• **Задание A**
Продублируйте часть строк, которая начинается с самой первой строки и заканчивается строкой, содержащей «50,171,179,187», включая обе границы. Изображения в ответ не включайте.

• **Исходный отрывок**
◇ ◇ ◇

Между собраниями герои не забывают о них. О прошедших собраниях вспоминают: Я не буду говорить о том, что было и согласна ли я с решением собрания или не согласна; С того комсомольского собрания, когда Вадим отказался проводить Лену домой, в их отношениях произошла странная перемена; Однажды — это было еще до собрания — к Вадиму подошел Спартак и т. п. О будущих собраниях они размышляют, готовятся к ним: …она сообщила еще одну важную новость: на среду назначено комсомольское собрание, где будет обсуждаться поступок Лагоденко; Собрание шумное будет, вот увидишь!; Я, вероятно, выступлю на собрании; Послезавтра будет комсомольское собрание; Конечно, Лагоденко не вправе был грубить профессору, но если на собрании зайдет разговор вообще о Козельском, он, Вадим, тоже сумеет кое-что сказать; Пусть все решится на собрании; Послезавтра комсомольское собрание. Ты спи сейчас, ладно, Андрей? А мне тут подумать надо; Ребята, сегодня в три часа собрание, помните?; Я вот скажу об этом на собрании!; Я объяснюсь послезавтра на бюро; Оказывается, ты что-то против Сергея затеял, поругались вы и ты будто грозишься выступить на комсомольском собрании; А с Козельским, видите ли…В феврале состоится ученый совет, там у нас с ним будет серьезный разговор… А Вы, Белов, не выступите от студентов третьего курса? Вы будто грозились на собрании?; Вот что, — с внезапной решимостью сказал Спартак. — Мы соберем закрытое бюро. Послезавтра и т. п. Концепт собрания, как видно из примеров, является не только средством организации изображаемой советской жизни, но и средством организации содержания, сюжета и композиции соцреалистического текста. Одно собрание инициирует другое, от собрания к собранию оформляются и выкристаллизовываются главные конфликты, которые разрешаются, в свою очередь, на собрании (последнем, кульминационном).

Для главного героя (как, впрочем, и для всех остальных) собрание — наиболее значимая форма жизни: Теперь лучшими минутами, которые проводил Вадим в институте, были не одинокие вечерние занятия в читальне (как ему казалось прежде), а шумные собрания в клубном зале, или веселые субботние вечера, или жаркие споры в аудиториях, которые продолжались потом в коридорах и во дворе. Лучшие минуты были те, когда он бывал не один. Поэтому герой предпочел заседание бюро свиданию с девушкой (что стало одной из причин их разрыва). Собрание для героев повести — средство морального и философского очищения, обретения истины и плана будущей жизни.

◇ ◇ ◇

• **Строки для упражнения**
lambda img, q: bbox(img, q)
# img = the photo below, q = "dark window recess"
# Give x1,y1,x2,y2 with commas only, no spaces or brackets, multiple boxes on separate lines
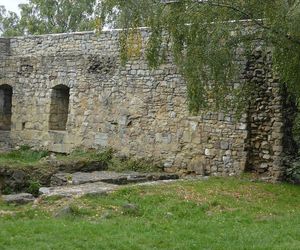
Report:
49,85,70,130
0,84,13,130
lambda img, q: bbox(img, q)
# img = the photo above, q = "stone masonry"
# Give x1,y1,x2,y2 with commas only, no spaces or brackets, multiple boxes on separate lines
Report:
0,29,292,179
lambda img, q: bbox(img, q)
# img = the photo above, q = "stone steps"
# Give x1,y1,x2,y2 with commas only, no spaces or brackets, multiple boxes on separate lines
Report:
39,171,179,197
39,182,121,197
50,171,179,187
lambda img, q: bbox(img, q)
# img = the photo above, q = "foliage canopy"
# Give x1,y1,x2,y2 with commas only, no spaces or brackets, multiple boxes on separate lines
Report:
0,0,300,113
102,0,300,113
0,0,97,36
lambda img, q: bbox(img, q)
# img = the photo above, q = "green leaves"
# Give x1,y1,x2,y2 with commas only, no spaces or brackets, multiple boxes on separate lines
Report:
0,0,98,36
102,0,300,114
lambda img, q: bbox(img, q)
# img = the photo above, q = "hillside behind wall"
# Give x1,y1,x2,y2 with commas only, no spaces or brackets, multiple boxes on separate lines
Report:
0,30,292,178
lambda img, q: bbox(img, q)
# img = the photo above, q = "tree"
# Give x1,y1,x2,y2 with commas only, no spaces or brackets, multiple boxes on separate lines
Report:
102,0,300,113
0,0,98,36
0,6,22,36
20,0,97,34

◇ ◇ ◇

• **Задание B**
Согласуются ли с отрывком о собраниях следующие утверждения? Для каждого ответьте «да» или «нет» и приведите точную цитату, которая это решает.
(i) Главные конфликты разрешаются на последнем, кульминационном собрании.
(ii) Прежде Вадиму казалось, что лучшие минуты в институте — это шумные собрания в клубном зале.
(iii) Главный герой предпочел свидание с девушкой заседанию бюро.

• **Решение A**
lambda img, q: bbox(img, q)
# img = the photo below, q = "dark window recess"
# Give x1,y1,x2,y2 with commas only, no spaces or brackets, multiple boxes on separate lines
Report:
49,85,70,130
0,84,13,130
lambda img, q: bbox(img, q)
# img = the photo above, q = "stone masonry"
# Give x1,y1,x2,y2 with commas only, no spaces or brackets, multiple boxes on separate lines
Report:
0,29,292,179
lambda img, q: bbox(img, q)
# img = the photo above, q = "stone steps"
# Give x1,y1,x2,y2 with commas only, no spaces or brackets, multiple boxes on separate lines
Report:
39,171,179,197
39,182,121,197
50,171,179,187

• **Решение B**
(i) Да: «которые разрешаются, в свою очередь, на собрании (последнем, кульминационном)».
(ii) Нет: «не одинокие вечерние занятия в читальне (как ему казалось прежде)».
(iii) Нет: «Поэтому герой предпочел заседание бюро свиданию с девушкой».